EXERCISE INSTRUCTIONS ::
All of the entries must be duplicated exactly.

(Natural language region descriptions)
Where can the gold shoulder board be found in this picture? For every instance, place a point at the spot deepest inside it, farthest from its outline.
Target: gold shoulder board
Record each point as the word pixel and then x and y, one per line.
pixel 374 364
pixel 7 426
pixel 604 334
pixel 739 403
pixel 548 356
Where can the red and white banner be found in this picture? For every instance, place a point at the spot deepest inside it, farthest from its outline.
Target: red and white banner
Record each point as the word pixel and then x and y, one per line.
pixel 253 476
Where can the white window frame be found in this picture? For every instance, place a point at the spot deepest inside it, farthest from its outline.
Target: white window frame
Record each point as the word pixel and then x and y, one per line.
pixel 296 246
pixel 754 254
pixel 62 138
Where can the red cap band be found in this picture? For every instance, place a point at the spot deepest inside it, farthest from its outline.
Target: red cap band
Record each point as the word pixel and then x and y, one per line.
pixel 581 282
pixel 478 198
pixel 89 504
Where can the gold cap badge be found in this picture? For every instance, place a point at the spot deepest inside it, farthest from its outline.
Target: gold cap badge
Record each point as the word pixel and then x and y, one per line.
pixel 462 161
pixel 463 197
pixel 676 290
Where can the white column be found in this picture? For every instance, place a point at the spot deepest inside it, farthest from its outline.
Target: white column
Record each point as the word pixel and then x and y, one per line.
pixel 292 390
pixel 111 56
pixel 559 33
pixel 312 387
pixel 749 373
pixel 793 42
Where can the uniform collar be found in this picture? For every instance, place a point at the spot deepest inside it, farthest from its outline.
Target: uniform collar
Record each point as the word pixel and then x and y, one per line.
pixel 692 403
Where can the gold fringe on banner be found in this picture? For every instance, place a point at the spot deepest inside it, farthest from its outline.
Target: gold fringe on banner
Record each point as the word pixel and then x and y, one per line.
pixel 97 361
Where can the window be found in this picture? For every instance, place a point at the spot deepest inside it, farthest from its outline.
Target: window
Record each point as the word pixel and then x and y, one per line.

FINAL ANSWER ::
Where can the gold shoulder board be found in this picture? For every instance, place a point at the spot deepest inside it, farthest from its outline.
Target: gold shoulder board
Record each point as the word pixel and then x and y, one per line.
pixel 374 364
pixel 7 426
pixel 604 334
pixel 739 403
pixel 548 356
Where can the red and white banner be found in this picture? For every instance, place a point at the spot deepest inside it, farthest from its outline.
Target: red and white banner
Record each point as the word pixel and then x and y, one per line.
pixel 253 476
Where can the white window frame be found in this picture? For every instance, place a point at the spot deepest inside it, farthest from its outline.
Target: white window frame
Record each point as the word pixel and then x and y, one per line.
pixel 296 246
pixel 754 254
pixel 62 138
Where can the red cap band be found in this picture? For every instance, place a point at the spot deepest inside it, farthest from its outline.
Target: red cap band
Record each point as the word pixel and then x and y, one per line.
pixel 581 282
pixel 478 198
pixel 89 504
Where can the gold cap badge be found in this picture? For every instance, place a point at the spot deepest inside it, farthest from its outline.
Target: gold cap badge
Record each point as the word pixel and then x and y, one per line.
pixel 462 161
pixel 463 197
pixel 676 290
Where can the white column be found in this picture? For every instance, place a point at the spot deepest inside it, farthest from its outline.
Target: white column
Record each point as the word pixel and then x and y, one per line.
pixel 292 390
pixel 111 56
pixel 559 33
pixel 312 387
pixel 749 373
pixel 793 42
Where can the uniform collar be found in this picture? For every instance, place a point at the spot deepest inside it, farthest from its outline.
Target: uniform collar
Record each point as the word pixel and then x and y, one per line.
pixel 692 403
Where can the gold fringe on banner be found in this picture? For every instance, place a point at the spot deepest inside it, farthest from its outline.
Target: gold fringe on banner
Record each point as the word pixel and then x and y, one per line.
pixel 97 361
Where can the window be found in this picture? For every instance, place a point at the spot deepest inside it, farthest from its outline.
Target: window
Record each point as the word pixel and then x and y, one per line.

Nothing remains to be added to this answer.